(Exercise data begins)

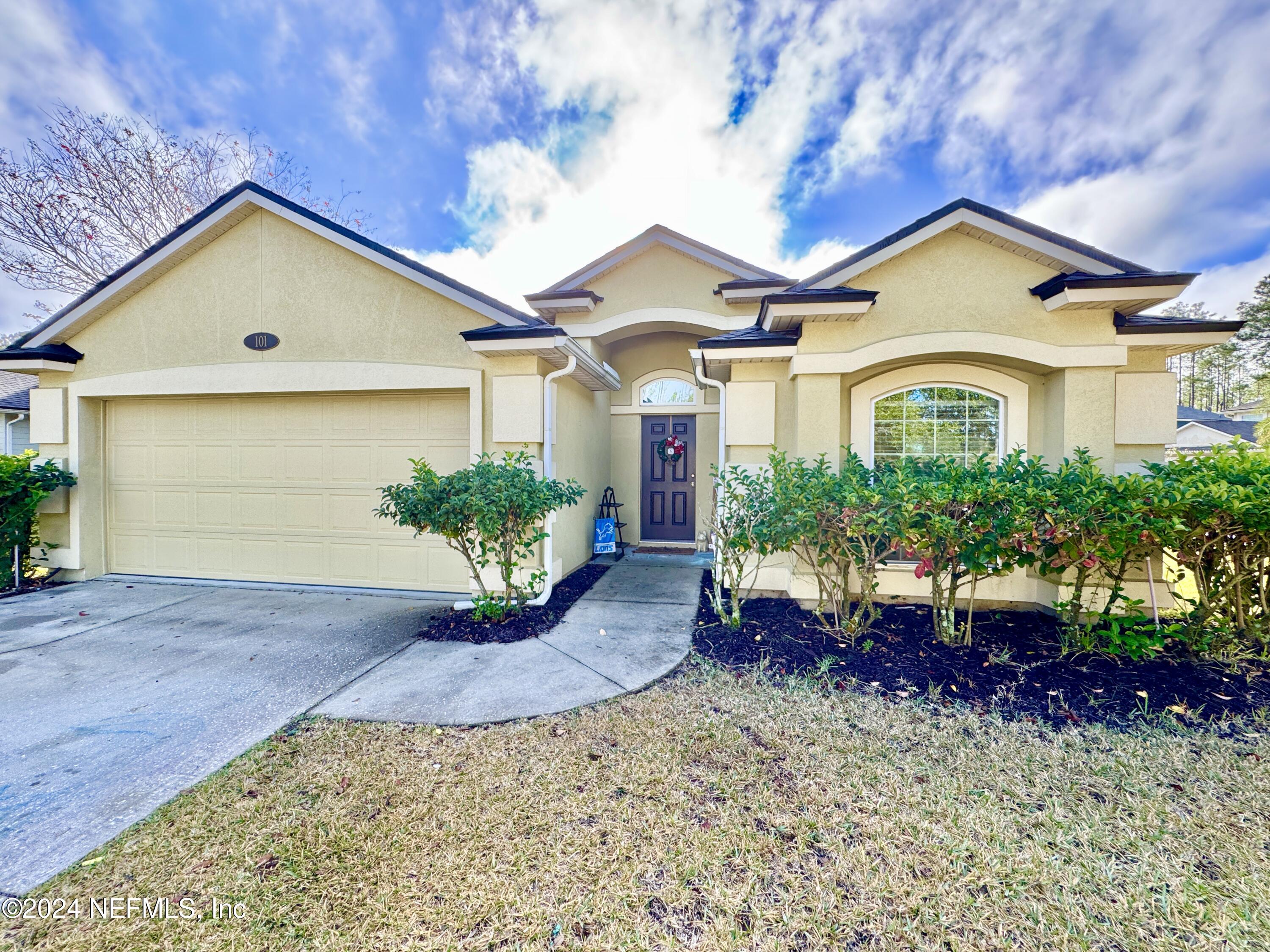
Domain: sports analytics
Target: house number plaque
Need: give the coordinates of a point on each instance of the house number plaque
(261, 342)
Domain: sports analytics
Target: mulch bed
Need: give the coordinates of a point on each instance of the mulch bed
(1015, 666)
(534, 621)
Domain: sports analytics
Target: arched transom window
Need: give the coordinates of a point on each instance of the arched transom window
(935, 421)
(667, 391)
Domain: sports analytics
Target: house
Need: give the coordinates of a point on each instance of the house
(1249, 412)
(1199, 431)
(16, 412)
(233, 399)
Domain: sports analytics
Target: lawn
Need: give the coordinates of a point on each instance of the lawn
(712, 812)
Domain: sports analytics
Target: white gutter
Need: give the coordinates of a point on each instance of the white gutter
(548, 473)
(699, 366)
(8, 433)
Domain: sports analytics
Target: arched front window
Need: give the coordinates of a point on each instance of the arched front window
(936, 421)
(667, 391)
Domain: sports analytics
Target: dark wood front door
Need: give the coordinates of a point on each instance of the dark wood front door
(668, 493)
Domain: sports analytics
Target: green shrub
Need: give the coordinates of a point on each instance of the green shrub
(1090, 532)
(1218, 506)
(742, 507)
(491, 512)
(963, 523)
(22, 489)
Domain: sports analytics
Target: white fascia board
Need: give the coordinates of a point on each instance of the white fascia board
(686, 248)
(746, 296)
(1088, 296)
(1203, 339)
(980, 221)
(748, 353)
(566, 304)
(126, 281)
(257, 201)
(36, 365)
(596, 369)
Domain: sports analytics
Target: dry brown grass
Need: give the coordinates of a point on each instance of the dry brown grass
(712, 814)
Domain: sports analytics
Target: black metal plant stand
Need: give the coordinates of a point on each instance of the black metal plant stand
(609, 507)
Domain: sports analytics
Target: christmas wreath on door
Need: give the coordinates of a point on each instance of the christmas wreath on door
(672, 450)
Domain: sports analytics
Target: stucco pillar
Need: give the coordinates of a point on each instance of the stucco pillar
(818, 415)
(1080, 413)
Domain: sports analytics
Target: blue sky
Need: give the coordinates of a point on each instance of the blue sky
(510, 143)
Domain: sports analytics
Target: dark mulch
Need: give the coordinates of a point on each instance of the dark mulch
(459, 626)
(1015, 666)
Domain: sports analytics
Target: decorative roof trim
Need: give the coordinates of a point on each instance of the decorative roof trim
(244, 200)
(660, 234)
(1082, 257)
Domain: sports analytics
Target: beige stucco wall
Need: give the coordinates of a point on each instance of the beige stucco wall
(324, 303)
(634, 358)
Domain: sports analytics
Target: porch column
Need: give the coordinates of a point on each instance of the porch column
(818, 415)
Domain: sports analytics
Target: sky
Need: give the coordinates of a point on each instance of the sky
(507, 144)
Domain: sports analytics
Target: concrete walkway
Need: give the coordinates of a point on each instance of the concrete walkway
(630, 629)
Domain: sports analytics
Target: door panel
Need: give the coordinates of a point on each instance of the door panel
(279, 489)
(668, 492)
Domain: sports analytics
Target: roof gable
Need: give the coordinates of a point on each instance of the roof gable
(661, 235)
(232, 209)
(985, 224)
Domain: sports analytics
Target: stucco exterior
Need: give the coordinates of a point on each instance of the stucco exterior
(802, 374)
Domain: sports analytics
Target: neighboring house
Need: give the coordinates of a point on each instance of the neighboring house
(1199, 431)
(1249, 412)
(16, 412)
(234, 398)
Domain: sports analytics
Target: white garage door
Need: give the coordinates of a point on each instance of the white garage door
(279, 488)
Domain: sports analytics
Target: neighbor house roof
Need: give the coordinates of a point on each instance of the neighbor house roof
(1245, 407)
(1185, 414)
(220, 216)
(754, 336)
(982, 221)
(1168, 324)
(16, 390)
(662, 235)
(1245, 429)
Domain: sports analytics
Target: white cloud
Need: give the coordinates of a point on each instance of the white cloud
(1137, 129)
(656, 84)
(1222, 289)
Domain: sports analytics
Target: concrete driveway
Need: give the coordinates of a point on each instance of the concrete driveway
(116, 696)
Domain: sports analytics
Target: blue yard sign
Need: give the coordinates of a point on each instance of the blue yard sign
(606, 536)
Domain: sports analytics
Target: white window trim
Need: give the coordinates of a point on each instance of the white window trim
(999, 398)
(1010, 391)
(634, 407)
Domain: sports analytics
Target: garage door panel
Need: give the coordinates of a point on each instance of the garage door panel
(279, 489)
(129, 462)
(301, 464)
(258, 464)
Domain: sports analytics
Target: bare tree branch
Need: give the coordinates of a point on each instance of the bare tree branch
(99, 190)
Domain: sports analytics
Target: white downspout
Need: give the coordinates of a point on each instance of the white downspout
(548, 473)
(699, 366)
(8, 433)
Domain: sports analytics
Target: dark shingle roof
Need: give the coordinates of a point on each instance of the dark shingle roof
(987, 212)
(1168, 324)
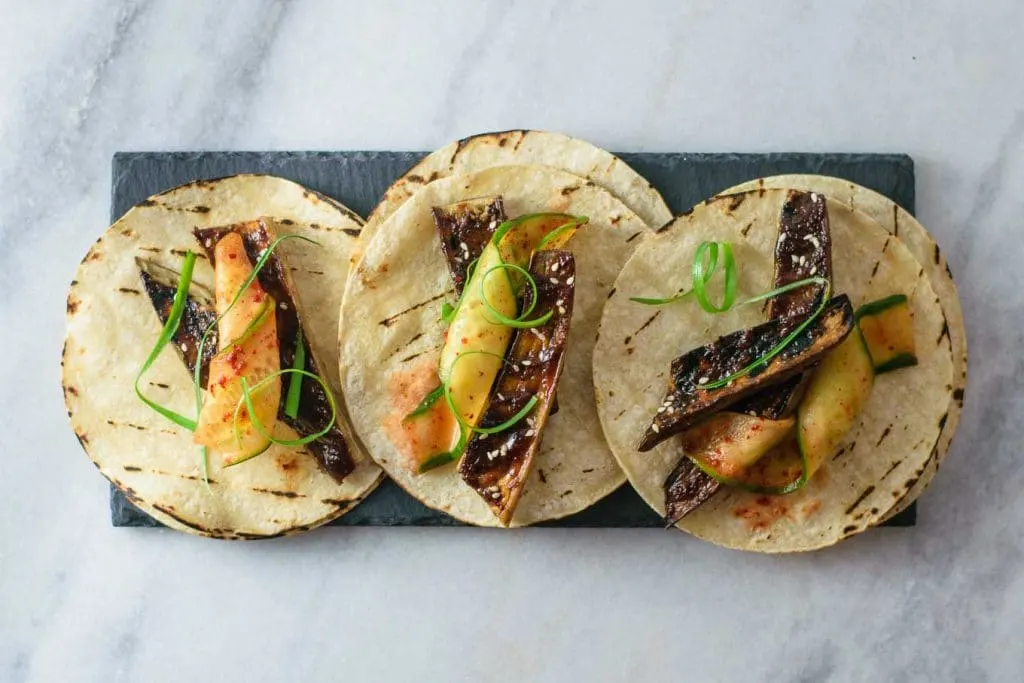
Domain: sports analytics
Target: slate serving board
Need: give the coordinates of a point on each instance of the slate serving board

(Exercise data ends)

*Your instructions:* Copy out the lines of the data where the word "serving" can be found.

*Response to the exercise:*
Target: slate serving board
Need: give the coordinates of a point on each instance of the slate serving board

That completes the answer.